Exercise details: Please report each line of the data below that contains the word "example", copying every such line in full.

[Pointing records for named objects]
☆ ☆ ☆ ☆

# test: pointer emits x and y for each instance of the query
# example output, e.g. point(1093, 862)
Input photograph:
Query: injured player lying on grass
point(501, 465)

☆ ☆ ☆ ☆

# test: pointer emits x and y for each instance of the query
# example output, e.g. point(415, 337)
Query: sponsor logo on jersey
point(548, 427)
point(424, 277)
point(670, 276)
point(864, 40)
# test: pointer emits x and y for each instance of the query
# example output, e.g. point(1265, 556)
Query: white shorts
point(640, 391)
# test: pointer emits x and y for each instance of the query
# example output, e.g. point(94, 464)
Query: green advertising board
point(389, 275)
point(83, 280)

☆ ☆ ☆ ☆

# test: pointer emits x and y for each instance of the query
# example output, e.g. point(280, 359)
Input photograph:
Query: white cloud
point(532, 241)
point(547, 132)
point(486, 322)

☆ ☆ ☆ ☆

Solution to the exercise:
# example output, e.g. point(1093, 862)
# example output, e.g. point(415, 337)
# example output, e.g. point(1265, 556)
# example output, e.g. point(94, 464)
# example output, e.g. point(280, 359)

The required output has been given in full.